**ACTION ITEM A**
According to the cartilage repair text, how many anesthetics does ACI/MACI usually involve?
**ACTION ITEM B**
From the cartilage repair text, extract the passage between "Risks, rehab, and" and "than focal repair.", inclusive.
**ACTION ITEM C**
Extend the cartilage repair text beyond its final sentence.

Top of PAGE TEXT

One operation or two—and what tends to drive that choice?

ACI/MACI usually means two anaesthetics (biopsy then implantation), whereas STACI approaches are designed around a single operation. Earlier periosteal/flap‑style ACI techniques were developed further partly to reduce flap‑handling issues; MACI’s membrane approach aims to simplify implantation.

Risks, rehab, and “the rest of the knee”

Across all techniques, complications such as stiffness, infection, thrombosis and graft failure are recognised risks of knee surgery. Rehabilitation commonly involves protected weight‑bearing for weeks and a return to higher‑impact sport over months, with programme quality often as important as the implant choice. Where the knee is malaligned or unstable, cartilage repair is sometimes combined with procedures that correct mechanics (for example, osteotomy or ligament surgery), while diffuse advanced osteoarthritis generally shifts the discussion towards partial or total knee replacement rather than focal repair.

Questions to ask your surgeon and how to find the right specialist

A productive first appointment often comes down to pinning down the diagnosis (MRI plus exam findings), clarifying the goal (pain control, sport, delaying replacement), and checking whether the knee’s “mechanics” are suitable for a repair (alignment, stability, meniscus). Keeping the discussion anchored to the scan report and a specific defect description (site, size in cm², and ICRS/Outerbridge grade) helps avoid vague “cartilage wear” labels.

Bottom of PAGE TEXT
Top of EXTRACTED RECORDS

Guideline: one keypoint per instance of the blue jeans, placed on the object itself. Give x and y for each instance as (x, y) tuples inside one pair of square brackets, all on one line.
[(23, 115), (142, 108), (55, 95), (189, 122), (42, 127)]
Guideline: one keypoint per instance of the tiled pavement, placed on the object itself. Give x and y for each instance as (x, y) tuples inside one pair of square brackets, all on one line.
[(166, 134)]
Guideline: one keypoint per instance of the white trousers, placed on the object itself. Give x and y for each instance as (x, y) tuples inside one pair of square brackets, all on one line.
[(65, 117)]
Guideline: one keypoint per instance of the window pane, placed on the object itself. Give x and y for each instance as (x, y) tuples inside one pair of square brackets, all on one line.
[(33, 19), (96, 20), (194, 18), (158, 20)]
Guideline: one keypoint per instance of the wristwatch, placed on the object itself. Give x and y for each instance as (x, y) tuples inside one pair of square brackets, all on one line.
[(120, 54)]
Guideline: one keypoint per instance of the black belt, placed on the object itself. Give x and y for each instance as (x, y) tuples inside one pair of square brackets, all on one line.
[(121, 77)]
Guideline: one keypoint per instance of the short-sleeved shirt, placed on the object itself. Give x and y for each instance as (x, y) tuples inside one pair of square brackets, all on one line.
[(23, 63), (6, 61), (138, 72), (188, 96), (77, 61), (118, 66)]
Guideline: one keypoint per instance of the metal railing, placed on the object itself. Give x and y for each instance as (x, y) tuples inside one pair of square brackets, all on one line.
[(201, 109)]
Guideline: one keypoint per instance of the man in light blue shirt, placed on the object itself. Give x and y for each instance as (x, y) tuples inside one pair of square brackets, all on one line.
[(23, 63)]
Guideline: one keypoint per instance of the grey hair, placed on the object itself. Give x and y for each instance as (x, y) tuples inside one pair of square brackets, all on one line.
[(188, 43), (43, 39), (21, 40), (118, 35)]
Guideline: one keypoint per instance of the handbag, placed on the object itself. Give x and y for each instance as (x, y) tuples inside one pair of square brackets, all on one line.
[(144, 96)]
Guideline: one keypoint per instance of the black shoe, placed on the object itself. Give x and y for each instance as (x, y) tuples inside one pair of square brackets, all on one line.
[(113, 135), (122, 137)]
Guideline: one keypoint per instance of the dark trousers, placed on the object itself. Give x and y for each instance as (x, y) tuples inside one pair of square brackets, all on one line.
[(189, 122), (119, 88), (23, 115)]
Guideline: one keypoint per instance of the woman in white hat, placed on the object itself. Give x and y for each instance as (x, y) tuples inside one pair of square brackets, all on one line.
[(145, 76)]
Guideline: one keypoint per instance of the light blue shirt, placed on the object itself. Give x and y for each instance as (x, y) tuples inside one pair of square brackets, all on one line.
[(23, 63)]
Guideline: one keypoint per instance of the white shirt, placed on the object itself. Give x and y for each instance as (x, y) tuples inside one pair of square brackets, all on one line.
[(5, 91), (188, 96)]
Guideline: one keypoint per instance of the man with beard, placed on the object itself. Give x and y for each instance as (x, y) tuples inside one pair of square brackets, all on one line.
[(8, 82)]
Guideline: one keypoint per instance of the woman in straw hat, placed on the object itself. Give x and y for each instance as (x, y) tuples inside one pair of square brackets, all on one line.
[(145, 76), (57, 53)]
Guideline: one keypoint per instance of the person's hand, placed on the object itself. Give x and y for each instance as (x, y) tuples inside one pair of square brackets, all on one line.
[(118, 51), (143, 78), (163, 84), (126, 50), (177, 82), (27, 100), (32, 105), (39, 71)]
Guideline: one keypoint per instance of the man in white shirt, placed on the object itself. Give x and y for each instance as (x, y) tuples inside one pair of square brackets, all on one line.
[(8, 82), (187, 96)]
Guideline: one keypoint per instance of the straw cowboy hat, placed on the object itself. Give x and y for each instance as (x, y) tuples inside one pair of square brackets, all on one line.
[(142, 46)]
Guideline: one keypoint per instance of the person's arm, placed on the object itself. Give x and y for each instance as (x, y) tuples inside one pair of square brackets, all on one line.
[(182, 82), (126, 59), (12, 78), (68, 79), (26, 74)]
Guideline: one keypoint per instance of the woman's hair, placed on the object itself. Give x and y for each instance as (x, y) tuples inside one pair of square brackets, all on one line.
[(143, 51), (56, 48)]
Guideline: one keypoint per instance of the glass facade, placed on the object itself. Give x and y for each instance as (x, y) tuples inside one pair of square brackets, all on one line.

Bottom of EXTRACTED RECORDS

**EXERCISE RESPONSE A**
Two: one for the biopsy and one for the implantation.

**EXERCISE RESPONSE B**
Risks, rehab, and “the rest of the knee”

Across all techniques, complications such as stiffness, infection, thrombosis and graft failure are recognised risks of knee surgery. Rehabilitation commonly involves protected weight‑bearing for weeks and a return to higher‑impact sport over months, with programme quality often as important as the implant choice. Where the knee is malaligned or unstable, cartilage repair is sometimes combined with procedures that correct mechanics (for example, osteotomy or ligament surgery), while diffuse advanced osteoarthritis generally shifts the discussion towards partial or total knee replacement rather than focal repair.

**EXERCISE RESPONSE C**
Useful questions to take into a consultation include:

  • “What is the exact defect location (e.g., femoral condyle/trochlea/patella), size (cm²) and grade?”
  • “Based on my MRI, age and activity goals, does ACI, MACI, a single‑stage option, AMIC, OATS/OCA—or non-surgical care—fit best, if any?”
  • “What are the realistic trade-offs in my case: durability, number of operations, and the consequences of delaying?”
  • “If the knee is malaligned or unstable, would an osteotomy or ligament procedure be needed alongside cartilage repair?”
  • “How many of these procedures do you perform in a typical year, and how do you track outcomes and revisions?”
  • “What does rehabilitation involve (weight-bearing limits, physio milestones), and what might restrict work or sport?”

Care is often shared: an orthopaedic knee surgeon typically leads on procedure choice, while a physiotherapist guides the month-by-month rehab plan; in some pathways a sports-medicine doctor contributes to diagnosis and non-operative options.

Directory tools such as Search MSK are best treated as an optional step—use them to find UK clinicians by region and by treatments offered (for example ACI/MACI, single‑stage procedures, osteotomy), then compare like-for-like approaches in consultation. Not every hospital offers every technique; being declined for one option can still leave a clear pathway for symptom control, joint preservation, or (where appropriate) knee replacement.

  1. [1] Treatment of Complex Multiple Lesions in the Knee With MACI (Autologous Cultured Chondrocytes on Porcine Collagen Membrane). (2024). https://doi.org/10.1177/26350254241272105 https://doi.org/10.1177/26350254241272105
  2. [2] Cartilage Defect Treatment Using High-Density Autologous Chondrocyte Implantation (HD-ACI). (2023). https://doi.org/10.3390/bioengineering10091083 https://doi.org/10.3390/bioengineering10091083

Frequently Asked Questions

  • They are usually discussed for symptomatic, localised full-thickness cartilage defects in younger, active adults, especially when the knee is stable, reasonably aligned, and there is no advanced osteoarthritis.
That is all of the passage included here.